Task to carry out
Go line by line through the data below and work out how many lines contain "clicks"; the answer is that number alone.

Source material
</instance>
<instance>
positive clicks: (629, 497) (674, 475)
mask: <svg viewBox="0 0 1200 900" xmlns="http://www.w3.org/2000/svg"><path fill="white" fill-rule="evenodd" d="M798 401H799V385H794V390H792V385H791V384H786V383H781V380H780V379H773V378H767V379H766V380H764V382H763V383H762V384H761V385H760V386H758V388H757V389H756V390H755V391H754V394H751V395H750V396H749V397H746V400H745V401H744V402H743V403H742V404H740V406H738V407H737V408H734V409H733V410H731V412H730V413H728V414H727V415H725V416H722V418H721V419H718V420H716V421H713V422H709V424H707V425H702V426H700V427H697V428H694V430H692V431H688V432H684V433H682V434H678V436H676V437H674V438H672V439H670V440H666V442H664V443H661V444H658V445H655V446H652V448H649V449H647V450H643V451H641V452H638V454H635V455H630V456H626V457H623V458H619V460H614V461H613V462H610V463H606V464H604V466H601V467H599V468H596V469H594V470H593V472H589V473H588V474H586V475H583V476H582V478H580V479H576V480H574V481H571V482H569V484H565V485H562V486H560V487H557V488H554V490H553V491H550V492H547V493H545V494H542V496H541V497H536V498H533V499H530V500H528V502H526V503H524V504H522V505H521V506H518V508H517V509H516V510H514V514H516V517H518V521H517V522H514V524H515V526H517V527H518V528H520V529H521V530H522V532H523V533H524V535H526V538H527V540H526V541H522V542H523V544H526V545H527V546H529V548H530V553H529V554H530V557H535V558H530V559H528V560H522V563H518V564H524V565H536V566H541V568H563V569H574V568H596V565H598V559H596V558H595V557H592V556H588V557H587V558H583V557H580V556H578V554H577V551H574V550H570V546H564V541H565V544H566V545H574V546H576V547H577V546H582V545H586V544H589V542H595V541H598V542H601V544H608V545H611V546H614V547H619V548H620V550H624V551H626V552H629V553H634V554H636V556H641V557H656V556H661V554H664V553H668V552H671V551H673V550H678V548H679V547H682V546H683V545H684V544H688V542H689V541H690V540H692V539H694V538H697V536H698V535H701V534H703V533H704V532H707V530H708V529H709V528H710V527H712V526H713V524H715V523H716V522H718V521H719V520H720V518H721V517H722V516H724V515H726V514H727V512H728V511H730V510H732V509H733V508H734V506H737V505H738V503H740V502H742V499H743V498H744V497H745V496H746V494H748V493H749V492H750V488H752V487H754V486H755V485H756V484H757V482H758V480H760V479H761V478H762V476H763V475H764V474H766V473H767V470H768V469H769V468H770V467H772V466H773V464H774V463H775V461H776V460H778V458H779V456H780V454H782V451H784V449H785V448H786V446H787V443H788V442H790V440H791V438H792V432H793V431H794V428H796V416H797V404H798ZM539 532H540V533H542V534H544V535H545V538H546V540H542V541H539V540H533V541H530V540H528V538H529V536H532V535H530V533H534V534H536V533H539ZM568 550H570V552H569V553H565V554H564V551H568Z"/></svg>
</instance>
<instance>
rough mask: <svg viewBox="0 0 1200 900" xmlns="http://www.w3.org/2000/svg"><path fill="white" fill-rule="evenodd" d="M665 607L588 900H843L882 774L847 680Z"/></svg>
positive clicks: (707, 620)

Solution to this problem
2